■ **What to do**
I need the number of lines in the listing below that include the string "suit", and only that number.

■ **Dataset entries**

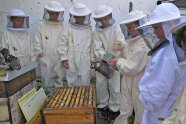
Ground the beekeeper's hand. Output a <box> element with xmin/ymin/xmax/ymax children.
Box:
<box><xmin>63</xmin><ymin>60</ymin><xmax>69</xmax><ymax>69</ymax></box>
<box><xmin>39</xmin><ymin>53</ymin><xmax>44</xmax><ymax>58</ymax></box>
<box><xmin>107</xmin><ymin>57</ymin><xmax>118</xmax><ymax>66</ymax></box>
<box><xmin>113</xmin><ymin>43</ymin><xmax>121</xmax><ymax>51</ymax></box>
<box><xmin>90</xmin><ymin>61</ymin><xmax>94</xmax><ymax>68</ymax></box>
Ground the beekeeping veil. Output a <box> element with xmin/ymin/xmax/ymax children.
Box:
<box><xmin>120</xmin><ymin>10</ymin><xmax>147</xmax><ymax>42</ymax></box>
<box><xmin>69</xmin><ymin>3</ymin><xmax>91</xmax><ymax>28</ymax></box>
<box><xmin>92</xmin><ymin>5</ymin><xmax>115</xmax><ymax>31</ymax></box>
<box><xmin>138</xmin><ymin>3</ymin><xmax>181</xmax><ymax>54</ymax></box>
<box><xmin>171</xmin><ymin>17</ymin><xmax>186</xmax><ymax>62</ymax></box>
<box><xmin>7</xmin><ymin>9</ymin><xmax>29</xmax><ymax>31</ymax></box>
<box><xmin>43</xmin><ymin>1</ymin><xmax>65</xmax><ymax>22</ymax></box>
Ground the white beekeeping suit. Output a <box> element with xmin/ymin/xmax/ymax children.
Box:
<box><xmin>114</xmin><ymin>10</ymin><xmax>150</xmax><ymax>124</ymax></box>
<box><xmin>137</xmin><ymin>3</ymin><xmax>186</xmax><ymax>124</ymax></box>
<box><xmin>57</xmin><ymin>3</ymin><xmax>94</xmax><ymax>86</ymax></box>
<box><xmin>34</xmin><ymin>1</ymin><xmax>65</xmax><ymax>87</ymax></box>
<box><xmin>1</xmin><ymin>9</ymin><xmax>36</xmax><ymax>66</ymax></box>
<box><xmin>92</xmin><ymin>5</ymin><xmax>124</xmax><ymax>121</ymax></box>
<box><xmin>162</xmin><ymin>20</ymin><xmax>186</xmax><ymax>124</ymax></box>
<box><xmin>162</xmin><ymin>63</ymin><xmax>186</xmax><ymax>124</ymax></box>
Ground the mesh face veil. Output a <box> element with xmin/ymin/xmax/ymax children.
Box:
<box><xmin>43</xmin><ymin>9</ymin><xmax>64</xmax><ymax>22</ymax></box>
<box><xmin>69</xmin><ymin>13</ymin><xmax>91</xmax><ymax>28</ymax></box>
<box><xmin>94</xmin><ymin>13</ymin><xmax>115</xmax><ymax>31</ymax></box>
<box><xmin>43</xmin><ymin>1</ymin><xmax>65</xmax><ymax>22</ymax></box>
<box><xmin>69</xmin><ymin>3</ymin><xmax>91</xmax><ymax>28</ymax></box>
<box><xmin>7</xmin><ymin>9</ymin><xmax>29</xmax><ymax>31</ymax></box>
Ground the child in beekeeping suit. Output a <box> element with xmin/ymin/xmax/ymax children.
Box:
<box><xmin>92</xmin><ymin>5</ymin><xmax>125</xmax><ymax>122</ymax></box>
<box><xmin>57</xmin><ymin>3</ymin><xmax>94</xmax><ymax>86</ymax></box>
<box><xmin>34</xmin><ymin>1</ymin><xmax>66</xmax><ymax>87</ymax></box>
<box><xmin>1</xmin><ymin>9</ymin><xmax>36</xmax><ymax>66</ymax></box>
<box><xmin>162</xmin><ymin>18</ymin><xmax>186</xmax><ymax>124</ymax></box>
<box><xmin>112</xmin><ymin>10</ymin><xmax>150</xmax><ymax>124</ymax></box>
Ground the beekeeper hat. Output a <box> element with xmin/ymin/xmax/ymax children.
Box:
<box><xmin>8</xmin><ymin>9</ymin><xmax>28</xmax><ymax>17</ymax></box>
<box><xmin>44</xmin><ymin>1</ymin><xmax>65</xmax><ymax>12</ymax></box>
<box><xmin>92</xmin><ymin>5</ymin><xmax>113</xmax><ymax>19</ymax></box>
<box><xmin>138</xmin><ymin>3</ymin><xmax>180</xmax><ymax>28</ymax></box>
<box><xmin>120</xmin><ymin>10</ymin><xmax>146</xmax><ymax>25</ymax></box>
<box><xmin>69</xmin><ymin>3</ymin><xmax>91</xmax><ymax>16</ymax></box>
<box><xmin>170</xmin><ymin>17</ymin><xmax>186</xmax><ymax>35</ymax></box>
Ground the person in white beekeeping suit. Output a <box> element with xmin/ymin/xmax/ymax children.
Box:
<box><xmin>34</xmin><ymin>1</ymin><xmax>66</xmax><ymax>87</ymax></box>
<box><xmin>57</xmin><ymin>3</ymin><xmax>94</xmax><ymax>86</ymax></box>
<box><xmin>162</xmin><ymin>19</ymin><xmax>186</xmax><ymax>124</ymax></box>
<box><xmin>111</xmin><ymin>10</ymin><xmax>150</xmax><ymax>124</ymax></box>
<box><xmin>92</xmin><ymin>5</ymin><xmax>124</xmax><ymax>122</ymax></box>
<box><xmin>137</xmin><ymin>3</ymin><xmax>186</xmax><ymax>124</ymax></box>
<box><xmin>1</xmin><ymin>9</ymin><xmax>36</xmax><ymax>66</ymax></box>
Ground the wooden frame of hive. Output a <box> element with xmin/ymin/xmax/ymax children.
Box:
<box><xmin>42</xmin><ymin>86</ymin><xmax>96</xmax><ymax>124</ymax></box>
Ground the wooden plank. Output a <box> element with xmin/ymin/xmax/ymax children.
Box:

■ **Exercise output**
3